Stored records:
....

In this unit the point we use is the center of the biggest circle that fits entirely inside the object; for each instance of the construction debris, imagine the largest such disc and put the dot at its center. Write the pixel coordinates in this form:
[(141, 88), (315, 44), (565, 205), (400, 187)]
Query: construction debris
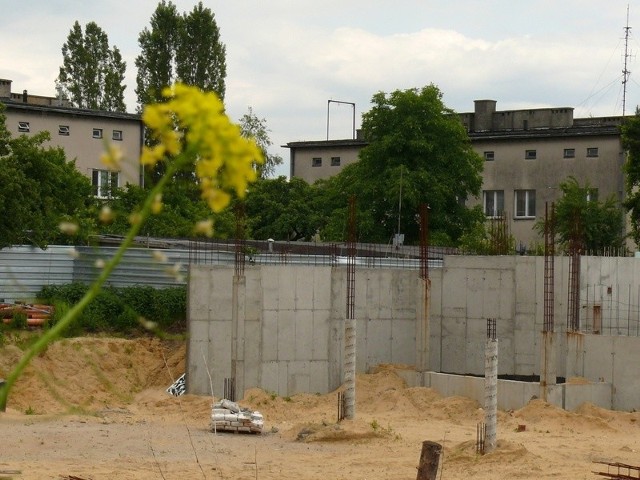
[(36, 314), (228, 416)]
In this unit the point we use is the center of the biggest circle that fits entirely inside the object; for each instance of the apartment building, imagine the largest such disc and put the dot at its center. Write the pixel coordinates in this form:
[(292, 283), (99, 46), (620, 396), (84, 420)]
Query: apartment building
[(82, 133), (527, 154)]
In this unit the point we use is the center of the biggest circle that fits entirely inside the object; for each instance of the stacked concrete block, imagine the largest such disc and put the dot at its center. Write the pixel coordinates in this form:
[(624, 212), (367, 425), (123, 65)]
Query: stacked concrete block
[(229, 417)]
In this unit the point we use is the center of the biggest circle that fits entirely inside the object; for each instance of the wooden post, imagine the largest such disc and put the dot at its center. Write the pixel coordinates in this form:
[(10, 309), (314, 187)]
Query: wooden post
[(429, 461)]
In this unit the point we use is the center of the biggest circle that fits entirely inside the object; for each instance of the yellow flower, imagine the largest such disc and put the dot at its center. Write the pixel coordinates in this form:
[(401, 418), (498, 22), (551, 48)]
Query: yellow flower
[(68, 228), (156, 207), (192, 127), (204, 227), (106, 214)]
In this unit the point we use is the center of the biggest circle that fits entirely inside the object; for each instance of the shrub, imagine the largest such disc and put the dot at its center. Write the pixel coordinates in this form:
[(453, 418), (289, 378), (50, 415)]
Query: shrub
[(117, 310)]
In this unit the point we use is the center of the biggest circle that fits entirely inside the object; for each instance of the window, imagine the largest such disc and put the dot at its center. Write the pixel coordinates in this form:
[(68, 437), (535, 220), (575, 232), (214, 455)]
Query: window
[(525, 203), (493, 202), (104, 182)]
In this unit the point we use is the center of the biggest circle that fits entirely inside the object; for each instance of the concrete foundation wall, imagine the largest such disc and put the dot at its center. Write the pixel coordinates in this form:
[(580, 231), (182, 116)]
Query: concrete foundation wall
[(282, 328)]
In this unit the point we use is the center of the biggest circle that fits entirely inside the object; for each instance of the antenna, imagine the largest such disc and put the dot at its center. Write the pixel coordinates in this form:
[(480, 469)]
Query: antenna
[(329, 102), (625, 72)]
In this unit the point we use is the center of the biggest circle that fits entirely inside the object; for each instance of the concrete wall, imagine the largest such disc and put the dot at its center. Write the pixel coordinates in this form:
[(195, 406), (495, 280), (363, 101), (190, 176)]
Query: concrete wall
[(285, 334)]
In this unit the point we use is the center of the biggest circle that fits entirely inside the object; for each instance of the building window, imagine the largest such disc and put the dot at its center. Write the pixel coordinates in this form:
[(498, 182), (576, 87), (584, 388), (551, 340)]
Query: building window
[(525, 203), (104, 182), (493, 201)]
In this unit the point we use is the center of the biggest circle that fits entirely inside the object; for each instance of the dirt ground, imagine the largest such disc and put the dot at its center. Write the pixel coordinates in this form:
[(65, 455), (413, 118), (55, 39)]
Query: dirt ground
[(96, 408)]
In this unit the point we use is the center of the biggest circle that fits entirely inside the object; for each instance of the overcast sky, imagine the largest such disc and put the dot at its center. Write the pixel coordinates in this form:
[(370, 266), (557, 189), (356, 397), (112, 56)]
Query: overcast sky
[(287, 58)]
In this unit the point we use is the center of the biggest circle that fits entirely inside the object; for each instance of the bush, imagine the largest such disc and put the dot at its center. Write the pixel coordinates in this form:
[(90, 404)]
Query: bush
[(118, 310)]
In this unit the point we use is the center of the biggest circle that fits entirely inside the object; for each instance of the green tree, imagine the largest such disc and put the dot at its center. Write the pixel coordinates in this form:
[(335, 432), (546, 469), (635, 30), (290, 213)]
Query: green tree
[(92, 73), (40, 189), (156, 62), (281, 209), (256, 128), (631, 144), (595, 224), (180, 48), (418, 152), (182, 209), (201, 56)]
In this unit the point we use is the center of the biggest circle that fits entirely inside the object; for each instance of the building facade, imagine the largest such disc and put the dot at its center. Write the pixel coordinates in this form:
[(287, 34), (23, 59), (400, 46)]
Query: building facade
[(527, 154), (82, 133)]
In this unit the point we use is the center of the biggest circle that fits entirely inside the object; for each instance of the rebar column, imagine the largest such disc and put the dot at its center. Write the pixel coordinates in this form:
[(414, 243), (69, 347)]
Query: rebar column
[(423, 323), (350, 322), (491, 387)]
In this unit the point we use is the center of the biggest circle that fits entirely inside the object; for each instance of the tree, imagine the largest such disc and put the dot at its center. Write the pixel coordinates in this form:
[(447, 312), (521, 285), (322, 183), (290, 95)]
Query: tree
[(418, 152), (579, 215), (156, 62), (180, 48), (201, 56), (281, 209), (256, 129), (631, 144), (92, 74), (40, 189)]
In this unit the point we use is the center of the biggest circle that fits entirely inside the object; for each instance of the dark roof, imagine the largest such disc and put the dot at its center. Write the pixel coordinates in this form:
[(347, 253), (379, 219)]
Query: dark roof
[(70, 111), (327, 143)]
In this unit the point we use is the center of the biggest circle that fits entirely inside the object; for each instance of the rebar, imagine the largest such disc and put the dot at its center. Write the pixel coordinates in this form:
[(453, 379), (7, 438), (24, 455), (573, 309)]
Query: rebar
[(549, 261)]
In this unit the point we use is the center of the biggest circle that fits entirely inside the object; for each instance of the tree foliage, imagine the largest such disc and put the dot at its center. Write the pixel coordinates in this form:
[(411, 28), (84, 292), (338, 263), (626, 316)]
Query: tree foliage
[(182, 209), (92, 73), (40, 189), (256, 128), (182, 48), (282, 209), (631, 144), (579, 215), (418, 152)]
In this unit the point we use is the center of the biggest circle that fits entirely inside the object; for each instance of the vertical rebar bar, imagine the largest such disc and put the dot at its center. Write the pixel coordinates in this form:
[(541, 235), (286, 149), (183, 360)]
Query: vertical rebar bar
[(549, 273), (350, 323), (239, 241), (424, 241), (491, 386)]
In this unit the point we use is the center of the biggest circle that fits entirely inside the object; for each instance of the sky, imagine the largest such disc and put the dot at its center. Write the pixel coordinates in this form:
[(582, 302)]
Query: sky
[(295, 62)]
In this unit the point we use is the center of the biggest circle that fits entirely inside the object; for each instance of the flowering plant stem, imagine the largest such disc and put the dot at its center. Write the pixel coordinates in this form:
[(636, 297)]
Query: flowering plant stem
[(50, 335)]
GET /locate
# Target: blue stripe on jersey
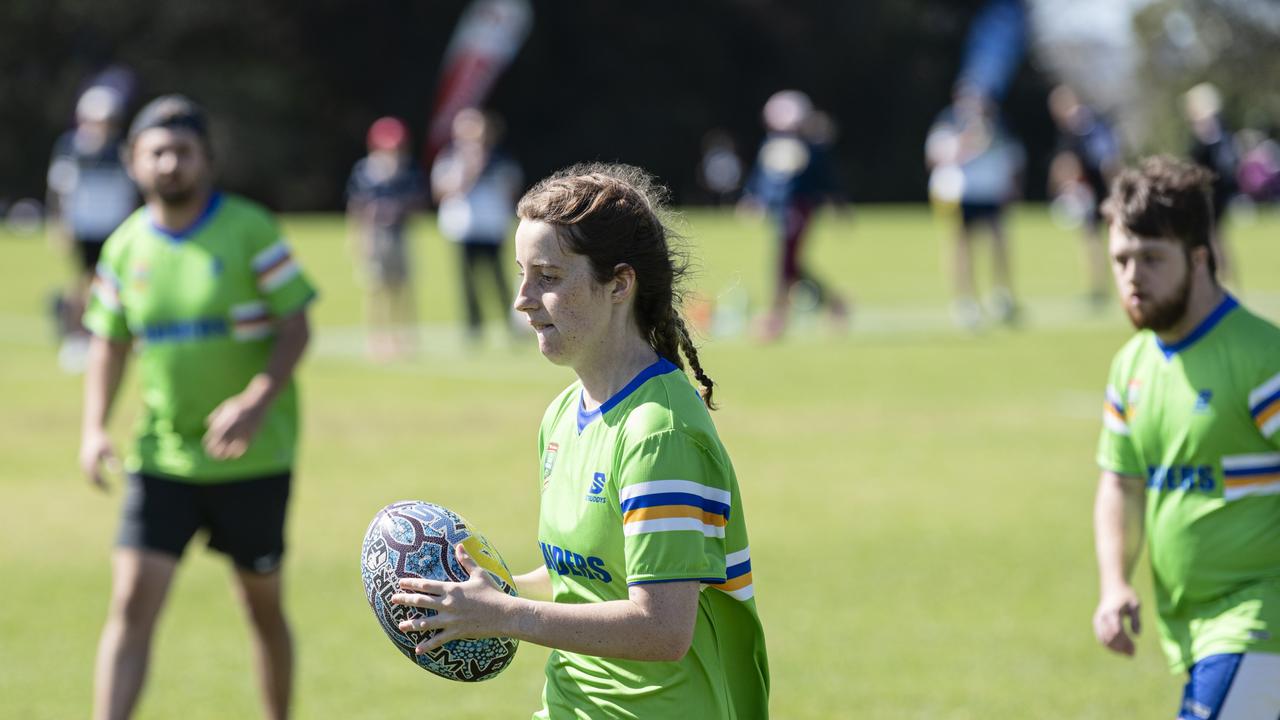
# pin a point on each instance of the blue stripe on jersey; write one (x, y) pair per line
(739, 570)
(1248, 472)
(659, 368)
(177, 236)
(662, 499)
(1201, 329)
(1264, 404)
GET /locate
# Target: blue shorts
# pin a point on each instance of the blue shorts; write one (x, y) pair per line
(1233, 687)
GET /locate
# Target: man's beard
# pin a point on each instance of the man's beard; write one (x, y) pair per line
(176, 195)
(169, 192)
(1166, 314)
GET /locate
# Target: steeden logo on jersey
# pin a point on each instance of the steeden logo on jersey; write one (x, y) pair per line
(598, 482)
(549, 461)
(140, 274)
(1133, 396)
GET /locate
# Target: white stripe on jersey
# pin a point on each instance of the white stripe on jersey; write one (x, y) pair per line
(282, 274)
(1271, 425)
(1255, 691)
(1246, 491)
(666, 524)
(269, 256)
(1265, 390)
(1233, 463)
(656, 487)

....

Aim of the exercise:
Looking at the data above, count each line that holds the word "Target" and report the count alone.

Task result:
5